PASSAGE SHOWN |
------------

Before the High Court of Calcutta the contention put forward by the Advocate-General was that the clause only applied where the whole of the profits of the company had been assessed to income-tax, that is to say where the "total income" within the meaning of the Act contained everything that was distributable as profit. If this view be accepted it is true, as Panckridge, J. observed, that some startling results would follow. In the first place, every shareholder in a bank, insurance company or other company whose profits and gains consist in part of interest from tax-free securities would be taxed again upon the whole of his dividend, and the same would apply in the case of a company with agricultural income. This is an impossible conclusion, as is sufficiently illustrated by the circumstance that the Commissioner in the present case does not claim to charge the assessee with tax upon the sum of Rs. 7,500, being the proportion of the assessee's dividend which he brings within the ambit of the second proviso of S. 8. Indeed it is clearly inadmissible to read "all the profits or gains of the company have been assessed" or ''the total profits or gains" in expansion of the phrase used by the section, since even if it could be shown that some of the assessable profit of the company had escaped assessment it cannot be supposed that instead of dealing with the matter under S. 34 by making an additional assessment on the company the Income-tax Officer is to be at liberty to raise it vis a vis the individual shareholder. Before the Board, however, another construction of clause (a) was propounded. It was stated in the appellant's case as reason No. 5 :
Alternatively because S. 14 (2) confers exemption only upon that part of the aforesaid dividends, which was paid, or may be taken to have been paid out of the profits of Turner Morrison and Co., which were assessed to income-tax.
This view may perhaps be put by saying that Cl. 14 (2) (a) should be read to mean that the tax shall not be payable by an assessee in respect of any of the profits or gains of a company which the shareholder receives by way of dividend where such profits or gains have been assessed to income-tax, or again, that the tax shall not be payable by an assessee in respect of any sum which he receives by way of dividends ... to the extent to which the profits or gains of the company have been assessed to income-tax. This, which may be called a distributive construction of Cl.
(a), cannot be dismissed on the ground that the meaning given to the clause is unreasonable in itself. It is, however, very difficult to think that it is the true meaning of the clause. One would not expect the phrase "where the profits or gains of the company have been assessed" to be used in such sense as to point to the possible existence of receipts which are not profits or gains within the meaning of the Act at all, or at least are not part of the company's "total income" but profits or gains to which the Act does not apply. It is not readily to be assumed that the Act intends the Indian Income-tax authorities to investigate and settle the exact amount of such "profits and gains"-involving as this process must, receipts which have never accrued or been received in India or brought to India, and expenditure made in the course of carrying on business in another country. The terms of S. 20 providing for a certificate to be given by the company do not assist such a construction of S. 14 (2) (a). Again, the vagueness of this construction makes it somewhat incredible.

------------

DATA |
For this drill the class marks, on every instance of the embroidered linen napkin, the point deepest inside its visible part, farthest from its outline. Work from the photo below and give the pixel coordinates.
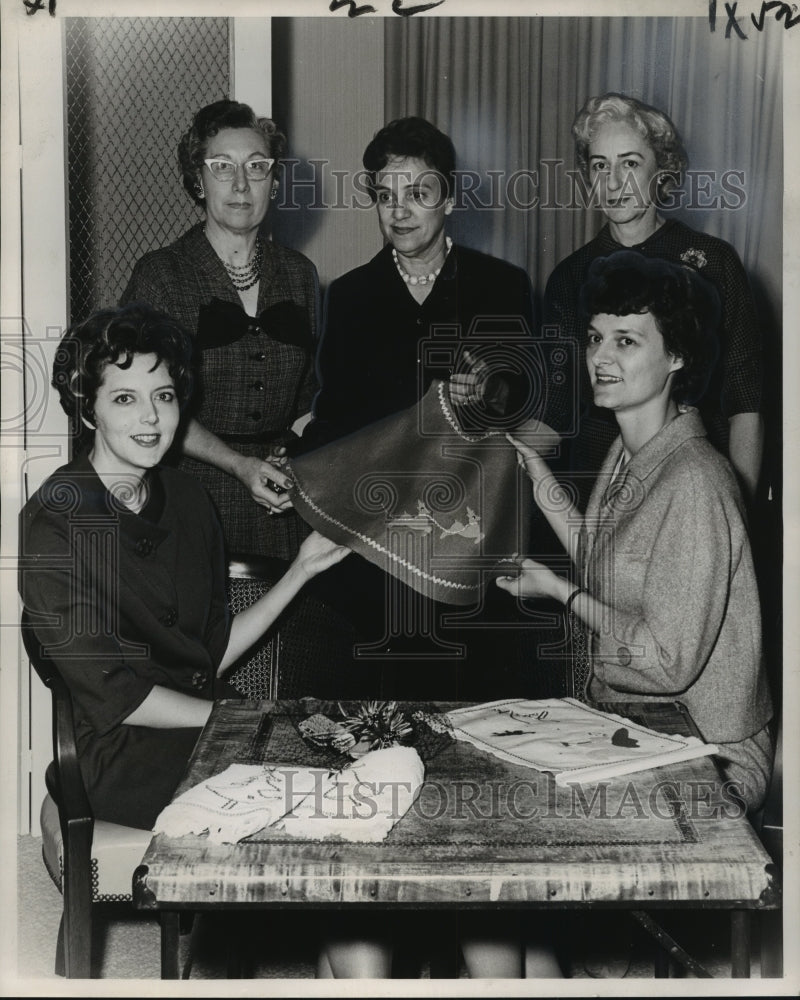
(360, 803)
(434, 506)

------------

PROBLEM SET |
A: Answer each question from the judgment passage on clause 14 (2) (a), one answer per line.
(i) Who put forward the contention before the High Court of Calcutta?
(ii) On what sum does the Commissioner not claim to charge the assessee with tax?
(iii) What does the passage say the construction of clause (a) put forward before the Board may be called?
B: In one to three sentences, explain why the judgment passage on clause 14 (2) (a) considers it inadmissible to read "all the profits or gains of the company have been assessed" into the section.

COMPLETED EXERCISE |
A:
(i) The Advocate-General.
(ii) Rs. 7,500.
(iii) A distributive construction.

B: Even if some of the company's assessable profit had escaped assessment, the Income-tax Officer would be expected to make an additional assessment on the company under S. 34. It cannot be supposed that he is free to raise the matter against the individual shareholder instead.